Rewrite all of the material below with every "even-odd" changed to "nonzero" and everything else left unchanged. Omit the pictures.

.....

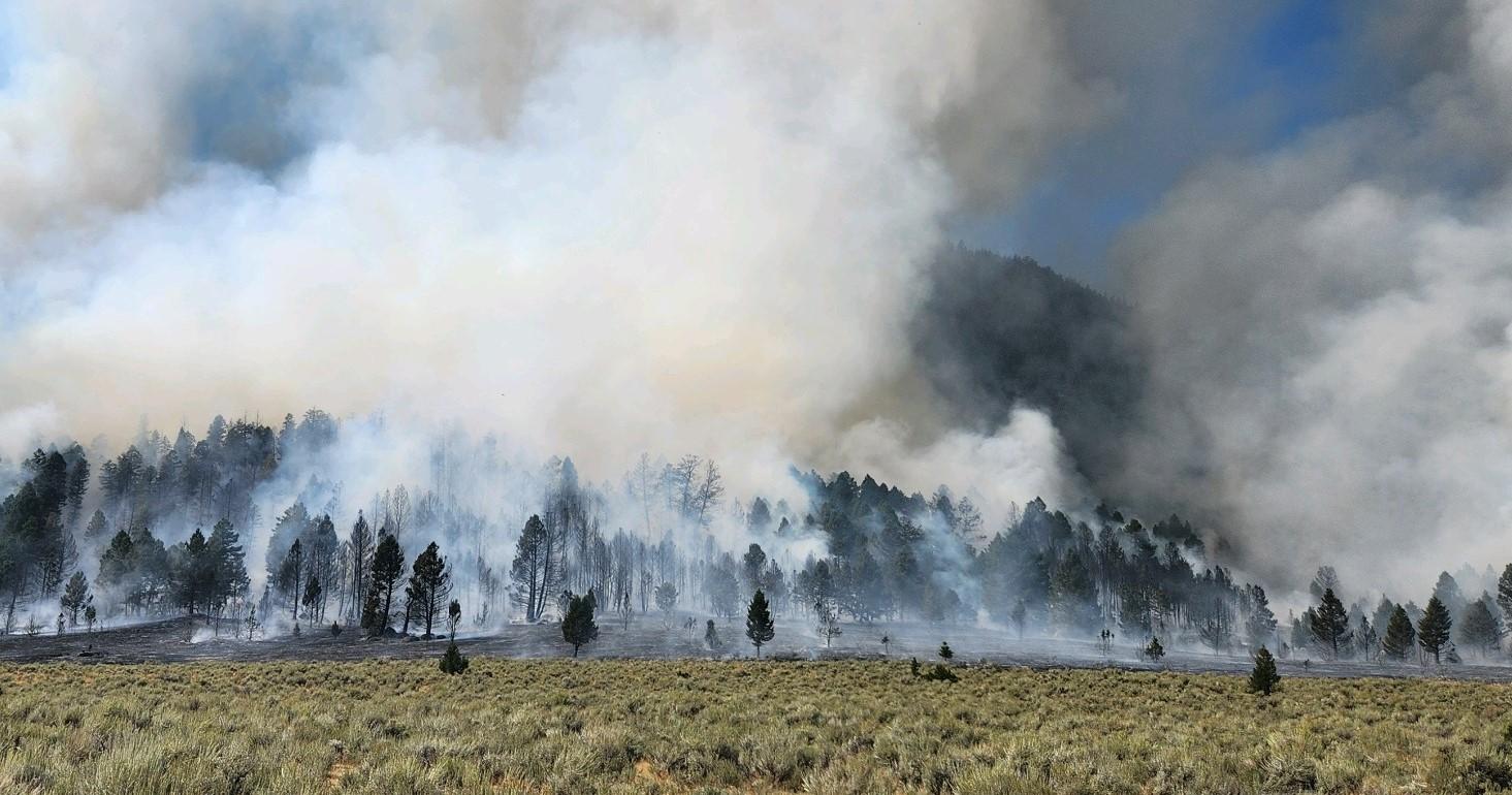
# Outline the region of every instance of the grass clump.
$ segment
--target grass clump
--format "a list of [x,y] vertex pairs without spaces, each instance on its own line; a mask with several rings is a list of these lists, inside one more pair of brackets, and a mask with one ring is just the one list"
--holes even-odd
[[0,792],[1495,792],[1512,689],[904,662],[0,667]]

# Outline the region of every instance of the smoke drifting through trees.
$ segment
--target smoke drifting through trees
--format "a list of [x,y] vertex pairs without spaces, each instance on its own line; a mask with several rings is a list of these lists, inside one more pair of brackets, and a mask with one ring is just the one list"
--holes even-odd
[[[423,478],[349,485],[366,469],[339,469],[343,449],[399,449],[386,434],[322,411],[281,431],[218,417],[204,438],[180,429],[172,444],[144,429],[85,481],[70,475],[92,467],[82,447],[38,450],[0,503],[5,632],[53,611],[74,623],[88,606],[107,623],[197,615],[224,636],[432,636],[455,600],[445,618],[466,609],[475,630],[570,618],[575,647],[597,635],[594,615],[627,626],[658,612],[668,630],[673,614],[685,630],[697,615],[744,614],[756,644],[776,620],[812,648],[851,623],[990,623],[1101,638],[1104,653],[1116,630],[1131,648],[1459,662],[1501,657],[1512,602],[1512,567],[1442,573],[1426,611],[1371,603],[1379,583],[1321,567],[1315,606],[1282,623],[1266,588],[1238,582],[1176,515],[1146,524],[1033,499],[987,524],[943,485],[925,496],[848,472],[792,470],[791,499],[739,496],[715,461],[647,455],[593,482],[570,458],[532,464],[491,438],[446,434],[426,446]],[[201,518],[215,518],[209,535]],[[736,638],[706,630],[715,651]]]
[[[384,411],[399,444],[464,417],[591,472],[702,450],[739,494],[786,488],[794,461],[948,482],[990,534],[1033,496],[1090,509],[1064,428],[1090,493],[1223,531],[1275,595],[1302,585],[1296,559],[1417,588],[1423,561],[1512,552],[1494,532],[1512,478],[1512,20],[1486,2],[1344,6],[1341,47],[1382,85],[1340,92],[1361,113],[1246,157],[1210,135],[1232,115],[1185,101],[1263,17],[1238,5],[12,3],[0,446],[20,461],[65,434],[125,438],[144,414],[198,426],[318,404]],[[1154,135],[1102,145],[1131,125]],[[1004,346],[1013,322],[942,342],[933,313],[993,295],[975,264],[928,264],[942,224],[1013,206],[1046,162],[1066,166],[1060,139],[1114,178],[1225,157],[1163,169],[1176,189],[1120,237],[1132,342],[1098,302],[1052,313],[1086,326],[1030,334],[1028,355]],[[1061,215],[1030,225],[1051,237],[1036,248],[1080,234]],[[1046,369],[1040,342],[1087,360]],[[993,349],[1001,370],[956,357]],[[343,479],[348,499],[416,482],[348,441],[328,472],[376,481]],[[249,540],[290,500],[237,496],[266,440],[236,444],[237,487],[189,499],[198,526],[225,517]],[[178,453],[154,466],[195,466]],[[101,488],[142,466],[116,464]],[[411,520],[390,518],[407,538]],[[354,520],[333,521],[345,538]],[[446,553],[499,595],[511,561]],[[1081,589],[1075,568],[1060,576]],[[366,603],[358,571],[336,591],[316,571],[316,614],[342,591]],[[644,605],[653,588],[627,591]]]

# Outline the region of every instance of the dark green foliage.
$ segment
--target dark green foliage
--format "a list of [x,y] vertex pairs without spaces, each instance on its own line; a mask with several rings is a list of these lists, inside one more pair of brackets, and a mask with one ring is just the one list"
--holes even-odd
[[[446,558],[442,558],[442,549],[435,541],[431,541],[425,546],[425,552],[414,558],[410,582],[404,588],[405,632],[408,632],[410,623],[414,621],[425,627],[422,636],[431,638],[435,618],[440,615],[442,606],[446,605],[446,597],[451,592],[452,573],[446,568]],[[591,605],[588,606],[588,614],[593,614]]]
[[575,594],[567,602],[567,615],[562,617],[562,639],[572,644],[572,656],[576,657],[578,650],[597,636],[599,626],[593,623],[593,602]]
[[372,591],[367,605],[363,606],[363,629],[372,635],[383,635],[389,630],[393,617],[393,591],[399,583],[399,573],[404,571],[404,552],[393,535],[384,535],[373,552]]
[[1455,626],[1455,620],[1448,617],[1448,608],[1435,595],[1427,600],[1427,608],[1423,609],[1423,618],[1418,621],[1418,645],[1423,651],[1433,654],[1433,662],[1438,664],[1439,654],[1444,647],[1448,645],[1448,633]]
[[1512,564],[1507,564],[1497,579],[1497,606],[1501,608],[1501,615],[1512,617]]
[[1350,638],[1349,611],[1332,588],[1325,588],[1318,606],[1308,612],[1308,630],[1329,659],[1338,659],[1340,647]]
[[1387,621],[1387,635],[1380,639],[1380,651],[1387,659],[1400,662],[1408,659],[1415,645],[1417,630],[1412,629],[1412,620],[1408,618],[1408,611],[1397,605]]
[[1279,683],[1281,674],[1276,673],[1276,657],[1270,656],[1270,650],[1263,645],[1259,651],[1255,651],[1255,670],[1249,673],[1249,692],[1270,695],[1270,691]]
[[443,674],[461,674],[467,670],[467,657],[457,648],[457,641],[446,644],[446,654],[442,656]]
[[68,614],[70,626],[79,626],[79,611],[82,611],[89,600],[89,580],[85,579],[83,571],[74,571],[74,576],[68,577],[68,585],[64,586],[64,597],[59,600],[64,612]]
[[910,328],[918,360],[962,416],[999,426],[1045,407],[1092,478],[1123,466],[1108,444],[1140,405],[1128,308],[1027,257],[943,248]]
[[516,544],[510,577],[514,583],[514,602],[525,609],[531,624],[546,612],[549,594],[561,583],[561,568],[556,564],[561,543],[555,529],[547,529],[541,517],[531,515]]
[[750,608],[745,611],[745,636],[756,647],[758,659],[761,659],[761,645],[777,636],[777,627],[771,620],[771,609],[767,605],[767,594],[761,589],[751,597]]

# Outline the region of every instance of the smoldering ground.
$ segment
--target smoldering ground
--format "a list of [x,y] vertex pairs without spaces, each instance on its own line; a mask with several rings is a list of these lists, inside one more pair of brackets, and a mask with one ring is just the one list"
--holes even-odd
[[[1267,97],[1188,101],[1273,11],[1225,6],[8,6],[0,444],[321,405],[993,523],[1111,494],[1297,588],[1509,556],[1506,12],[1341,5],[1343,112],[1272,144]],[[1164,196],[1107,233],[1140,388],[953,393],[907,331],[942,228],[1087,172]]]

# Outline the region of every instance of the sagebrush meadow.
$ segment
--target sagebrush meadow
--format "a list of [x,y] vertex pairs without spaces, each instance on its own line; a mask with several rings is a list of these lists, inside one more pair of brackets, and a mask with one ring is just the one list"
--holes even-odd
[[898,662],[0,670],[17,793],[1489,792],[1512,688]]

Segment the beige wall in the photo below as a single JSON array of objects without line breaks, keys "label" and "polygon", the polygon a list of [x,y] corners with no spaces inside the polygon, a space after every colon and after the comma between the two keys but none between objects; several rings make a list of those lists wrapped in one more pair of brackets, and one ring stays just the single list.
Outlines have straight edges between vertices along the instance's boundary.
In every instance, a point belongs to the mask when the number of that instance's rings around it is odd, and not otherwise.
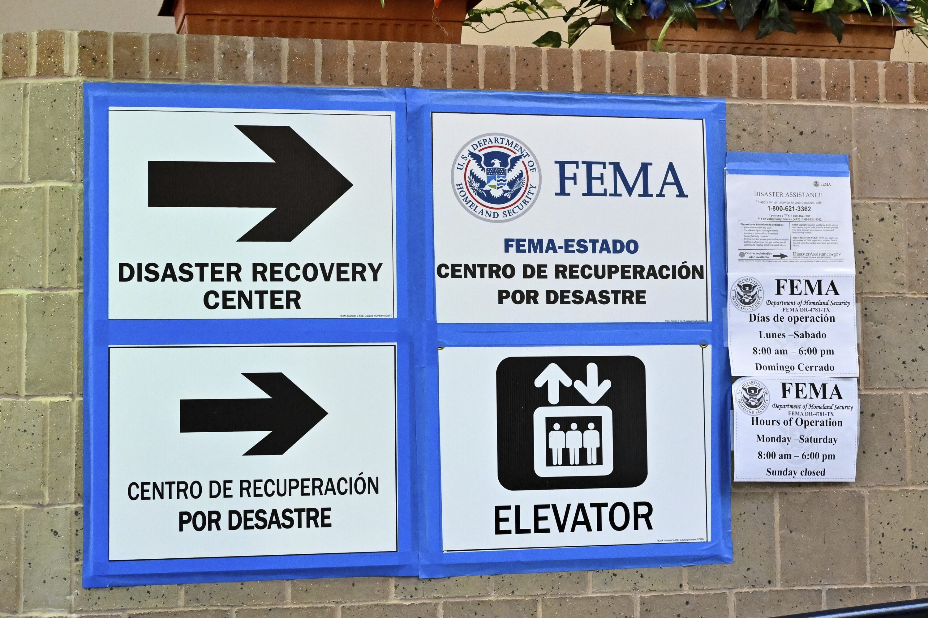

.....

| ANSWER TO THIS EXERCISE |
# Outline the region of every instance of the grass clump.
$ segment
--target grass clump
--format "a list of [x,y] vertex pairs without spaces, each instance on its own line; a mask with several rings is a list of these lists, inside one more pair of brackets, and a mask with one ring is just the one list"
--holes nonzero
[[0,792],[1495,792],[1512,689],[904,662],[0,667]]

# Outline the region of every instance of the smoke drifting through trees.
$ segment
--target smoke drifting through trees
--format "a list of [x,y] vertex pairs without spaces, each instance on its own line; a mask with several rings is a list of these lists, inside one more pair of brackets, and a mask with one ring is just the one list"
--holes nonzero
[[[423,478],[349,485],[366,469],[339,469],[343,449],[399,449],[386,434],[322,411],[281,431],[218,417],[204,438],[180,429],[172,444],[144,429],[85,481],[70,475],[92,467],[82,447],[38,450],[0,503],[5,632],[53,611],[74,623],[88,606],[107,623],[197,615],[224,636],[432,636],[455,600],[445,618],[466,609],[475,630],[570,618],[575,647],[597,635],[594,615],[627,626],[658,612],[668,630],[673,614],[685,630],[697,615],[744,614],[756,644],[776,620],[812,648],[851,623],[990,623],[1101,638],[1104,653],[1116,630],[1131,648],[1459,662],[1501,657],[1512,602],[1512,567],[1442,573],[1426,611],[1371,603],[1379,583],[1321,567],[1315,606],[1282,623],[1266,588],[1238,582],[1176,515],[1146,524],[1033,499],[987,524],[943,485],[925,496],[848,472],[792,470],[791,499],[739,496],[715,461],[647,455],[593,482],[570,458],[532,464],[491,438],[446,434],[426,446]],[[201,518],[215,518],[209,535]],[[736,638],[706,630],[715,651]]]
[[[384,411],[399,444],[464,417],[591,472],[702,450],[739,494],[786,488],[794,461],[948,482],[990,534],[1033,496],[1090,509],[1064,428],[1090,493],[1223,531],[1275,595],[1302,585],[1296,559],[1417,588],[1423,561],[1512,552],[1494,532],[1512,478],[1512,20],[1486,2],[1344,6],[1341,47],[1382,85],[1340,92],[1361,113],[1246,157],[1210,135],[1232,115],[1185,101],[1263,17],[1238,5],[12,3],[0,446],[20,461],[65,434],[125,438],[144,414],[198,426],[318,404]],[[1154,135],[1102,145],[1131,125]],[[1004,346],[1013,322],[942,342],[933,313],[993,295],[975,264],[928,264],[942,224],[1013,206],[1046,162],[1066,166],[1060,139],[1114,178],[1225,157],[1163,169],[1176,189],[1120,237],[1132,342],[1098,302],[1052,313],[1086,326],[1030,334],[1028,355]],[[1061,215],[1030,225],[1051,237],[1036,248],[1080,234]],[[1046,369],[1040,342],[1087,360]],[[993,349],[1001,370],[956,357]],[[343,479],[348,499],[416,482],[348,441],[328,472],[376,481]],[[249,540],[290,500],[237,496],[266,440],[236,444],[237,487],[189,499],[198,526],[225,517]],[[178,453],[154,466],[195,466]],[[101,488],[142,466],[116,464]],[[411,520],[390,518],[407,538]],[[354,520],[333,521],[345,538]],[[446,553],[499,595],[511,561]],[[1081,589],[1075,568],[1060,576]],[[366,603],[358,571],[336,591],[316,571],[316,614],[342,591]],[[644,605],[653,588],[627,591]]]

# Outline the region of every instance of the dark green foliage.
$ segment
--target dark green foliage
--format "a list of [x,y] vertex pairs without spaces, each instance on its own line; a mask with several rings is a list of these lists, inside one more pair of brackets, and a mask with one ring is just the one list"
--holes nonzero
[[[446,558],[442,558],[442,549],[435,541],[431,541],[425,546],[425,552],[414,558],[410,582],[404,588],[405,632],[408,632],[410,623],[414,621],[425,627],[422,636],[431,638],[435,618],[440,615],[442,606],[446,605],[446,597],[451,592],[452,573],[446,568]],[[591,605],[588,606],[588,614],[593,614]]]
[[575,594],[567,602],[567,615],[562,617],[562,639],[572,644],[572,656],[576,657],[578,650],[597,636],[599,626],[593,623],[593,602]]
[[372,591],[367,605],[363,606],[363,629],[372,635],[383,635],[389,630],[393,617],[393,591],[399,583],[399,573],[404,571],[404,552],[393,535],[384,535],[373,552]]
[[1455,626],[1455,620],[1448,617],[1448,608],[1435,595],[1427,600],[1427,608],[1423,609],[1423,618],[1418,621],[1418,645],[1423,651],[1433,654],[1433,662],[1438,664],[1439,654],[1444,647],[1448,645],[1448,633]]
[[1512,564],[1507,564],[1497,579],[1497,606],[1501,608],[1501,615],[1512,617]]
[[1350,638],[1349,611],[1332,588],[1325,588],[1318,606],[1308,612],[1308,630],[1329,659],[1338,659],[1340,647]]
[[1387,621],[1387,635],[1380,639],[1380,651],[1387,659],[1400,662],[1408,659],[1415,645],[1417,630],[1412,629],[1412,620],[1408,618],[1408,611],[1397,605]]
[[1279,683],[1281,674],[1276,673],[1276,657],[1270,656],[1270,650],[1263,645],[1259,651],[1255,651],[1255,670],[1249,673],[1249,692],[1270,695],[1270,691]]
[[443,674],[461,674],[467,670],[467,657],[457,648],[457,641],[446,644],[446,654],[442,656]]
[[68,614],[70,626],[79,626],[79,611],[82,611],[89,600],[89,580],[85,579],[83,571],[74,571],[74,576],[68,577],[68,585],[64,586],[64,597],[59,600],[64,612]]
[[910,328],[918,360],[962,416],[999,426],[1045,407],[1092,478],[1123,466],[1108,444],[1140,405],[1128,308],[1027,257],[943,248]]
[[516,544],[510,577],[514,583],[514,602],[525,609],[531,624],[546,612],[549,594],[561,583],[561,568],[556,564],[561,543],[555,529],[547,529],[541,517],[531,515]]
[[750,608],[745,611],[745,636],[756,647],[758,659],[761,659],[761,645],[777,636],[777,627],[771,620],[771,609],[767,605],[767,594],[761,589],[751,597]]

# Outline the region of every instance of the smoldering ground.
$ segment
--target smoldering ground
--format "a list of [x,y] vertex pairs without spaces, each instance on its own line; a mask with several rings is a list of these lists, inside one more pair of brackets, and a mask with one ring is just the one list"
--holes nonzero
[[[1267,97],[1188,101],[1273,11],[1225,6],[8,6],[0,444],[321,405],[993,523],[1111,494],[1297,588],[1509,556],[1506,12],[1341,5],[1343,112],[1272,144]],[[1164,196],[1107,233],[1140,388],[953,393],[907,331],[942,228],[1087,172]]]

# Outline the region of every instance of the sagebrush meadow.
$ segment
--target sagebrush meadow
--format "a list of [x,y] vertex pairs without spaces, each instance on its own line; a mask with several rings is a list of these lists, inside one more pair of brackets, and a mask with one ring is just the one list"
--holes nonzero
[[898,662],[0,670],[17,793],[1489,792],[1512,688]]

Segment the beige wall in the photo below as a single JSON array of objects without line breaks, keys "label" and "polygon", the polygon a list of [x,y] corners with no spaces inside the polygon, a space after every colon and after the comma between the two keys but none between objects; several rings make a list of those lists wrapped in one more pair of brackets, and one ring stays just the single list.
Outlines have straight edges between vertices along the instance's boundary.
In every instance, a point belongs to the mask when the number of that instance's rings around it is odd, and not otherwise.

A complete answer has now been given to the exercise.